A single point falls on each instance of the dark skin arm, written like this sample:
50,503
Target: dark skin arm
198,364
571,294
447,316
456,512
* * *
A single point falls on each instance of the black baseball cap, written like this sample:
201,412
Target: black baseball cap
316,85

# EXERCISE GOAL:
Pull out each line of the entries above that contains the word "point", and copy those lines in full.

# SOLUTION TO THE PROBLEM:
A single point falls on each instance of the dark skin arm, written like this sample:
A single point falls on each instance of the black baseball cap, written like this sample:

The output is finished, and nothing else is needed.